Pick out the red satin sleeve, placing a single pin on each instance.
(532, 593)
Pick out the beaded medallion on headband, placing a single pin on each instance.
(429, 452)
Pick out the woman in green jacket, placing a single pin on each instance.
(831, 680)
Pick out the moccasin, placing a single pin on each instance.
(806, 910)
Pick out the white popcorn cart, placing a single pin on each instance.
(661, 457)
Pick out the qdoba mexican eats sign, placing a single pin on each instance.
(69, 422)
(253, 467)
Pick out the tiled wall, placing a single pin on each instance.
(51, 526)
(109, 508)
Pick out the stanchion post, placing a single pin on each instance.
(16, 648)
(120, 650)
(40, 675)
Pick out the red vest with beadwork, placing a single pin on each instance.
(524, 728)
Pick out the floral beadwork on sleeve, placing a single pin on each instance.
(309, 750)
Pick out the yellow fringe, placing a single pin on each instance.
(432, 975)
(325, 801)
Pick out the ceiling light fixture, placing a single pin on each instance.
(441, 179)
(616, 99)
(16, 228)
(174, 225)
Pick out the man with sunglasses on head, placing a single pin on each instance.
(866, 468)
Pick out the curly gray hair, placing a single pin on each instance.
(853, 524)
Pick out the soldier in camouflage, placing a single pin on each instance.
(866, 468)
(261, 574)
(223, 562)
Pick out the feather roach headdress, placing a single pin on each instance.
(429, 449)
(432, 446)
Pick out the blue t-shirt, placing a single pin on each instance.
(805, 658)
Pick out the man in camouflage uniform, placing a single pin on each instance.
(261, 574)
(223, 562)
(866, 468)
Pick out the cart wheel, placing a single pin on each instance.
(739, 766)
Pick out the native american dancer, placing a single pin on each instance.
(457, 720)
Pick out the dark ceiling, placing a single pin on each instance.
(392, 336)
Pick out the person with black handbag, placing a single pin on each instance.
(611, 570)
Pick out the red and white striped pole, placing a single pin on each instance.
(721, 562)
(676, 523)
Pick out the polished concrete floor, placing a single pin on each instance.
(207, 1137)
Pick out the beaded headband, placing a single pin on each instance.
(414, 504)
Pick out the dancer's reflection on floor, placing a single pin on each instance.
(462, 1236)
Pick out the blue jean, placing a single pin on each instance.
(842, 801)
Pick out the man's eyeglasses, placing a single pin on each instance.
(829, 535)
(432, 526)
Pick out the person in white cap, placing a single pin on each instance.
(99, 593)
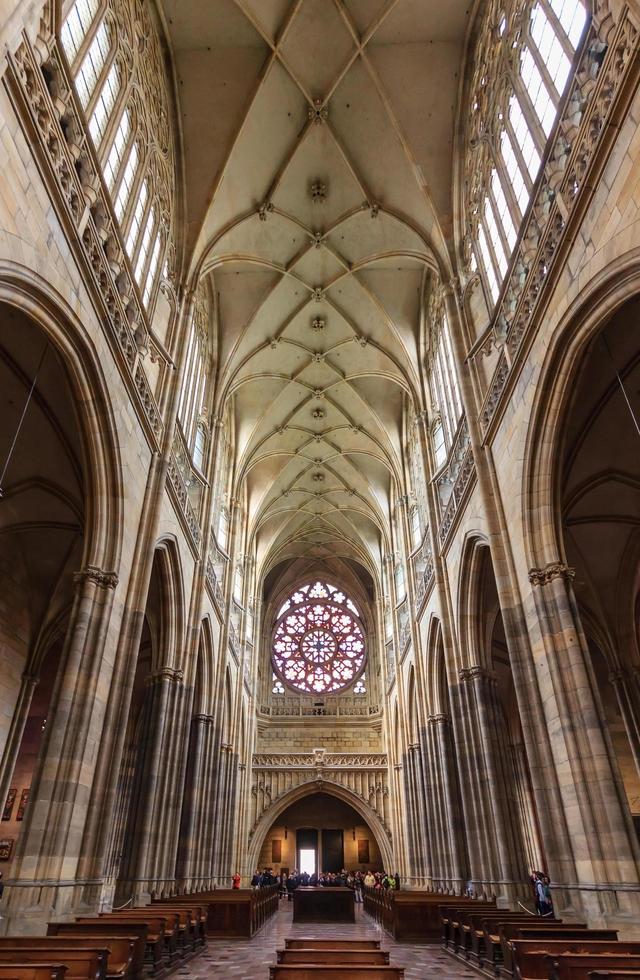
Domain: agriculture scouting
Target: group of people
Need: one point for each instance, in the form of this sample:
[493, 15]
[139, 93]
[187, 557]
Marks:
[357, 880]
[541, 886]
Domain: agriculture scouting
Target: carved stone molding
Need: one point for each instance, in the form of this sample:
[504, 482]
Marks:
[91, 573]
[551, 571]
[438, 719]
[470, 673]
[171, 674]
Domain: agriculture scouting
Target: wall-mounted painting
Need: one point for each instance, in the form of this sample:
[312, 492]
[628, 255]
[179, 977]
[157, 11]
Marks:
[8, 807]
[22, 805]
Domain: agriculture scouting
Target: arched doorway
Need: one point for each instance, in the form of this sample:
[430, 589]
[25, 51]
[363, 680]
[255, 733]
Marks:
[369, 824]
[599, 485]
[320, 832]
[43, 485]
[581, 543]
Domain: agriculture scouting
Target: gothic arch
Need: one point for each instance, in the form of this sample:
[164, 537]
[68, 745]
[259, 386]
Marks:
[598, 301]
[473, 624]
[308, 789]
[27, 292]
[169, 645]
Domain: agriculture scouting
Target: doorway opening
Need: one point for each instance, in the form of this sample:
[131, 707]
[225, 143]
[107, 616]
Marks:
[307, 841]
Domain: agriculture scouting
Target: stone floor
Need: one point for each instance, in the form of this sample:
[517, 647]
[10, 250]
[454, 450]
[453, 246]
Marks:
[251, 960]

***

* **WHAT THE TASK ASKS**: What you return must match, character for character, the lines above from the one with "Pick out the man with" through the one with "Target: wall-mounted painting", minus any pictures.

* **WRITTEN ANSWER**:
Pick out the man with sunglasses on head, placing a single pin on each instance.
(866, 468)
Pick out the curly gray hair, placing a single pin on each instance.
(853, 524)
Pick out the soldier in camouflage, placing a single pin on each instance.
(866, 468)
(261, 574)
(223, 562)
Pick out the feather roach headdress, placing a single pin on each instance.
(429, 449)
(432, 446)
Pick out the blue t-shirt, placing a single pin on each instance.
(805, 658)
Pick out the man in camouflage uniform, placing a single pin on each instance.
(261, 574)
(223, 562)
(866, 468)
Pick out the cart wheel, placing a single pin on each instance.
(739, 766)
Pick out the native american dancer, placing a single pin on each instance.
(457, 720)
Pick out the dark ceiling, placing a single pin on each instance.
(392, 336)
Pick out the person with black handbag, placing a single pin on each instance.
(611, 570)
Pick out the red and white striped pole, placing a single pin on each instance.
(721, 562)
(676, 523)
Pick out the polished concrete floor, placing a single pin on each instance.
(207, 1137)
Pick out the beaded headband, placing a single pin on each instance.
(414, 504)
Pick out the dancer's reflection on floor, placing a single pin on each instance.
(462, 1236)
Pick out the blue jean, placing a single pin on each instance.
(842, 801)
Pick out the man's eyeglasses, placing a single pin on each instance.
(829, 535)
(432, 526)
Pick out the person in white cap, placing a single pin on each instance.
(99, 593)
Domain: agriculture scouting
Target: group of people
Need: one point for each instance, in the form of this sample:
[493, 15]
[139, 93]
[187, 557]
Marks:
[357, 880]
[541, 886]
Domain: agriculture scouting
Target: carved stone molding
Need: one point for each instance, in the form of this sample:
[504, 482]
Marks:
[91, 573]
[551, 571]
[438, 719]
[470, 673]
[171, 674]
Domain: agriculture scouting
Target: wall-mounted painting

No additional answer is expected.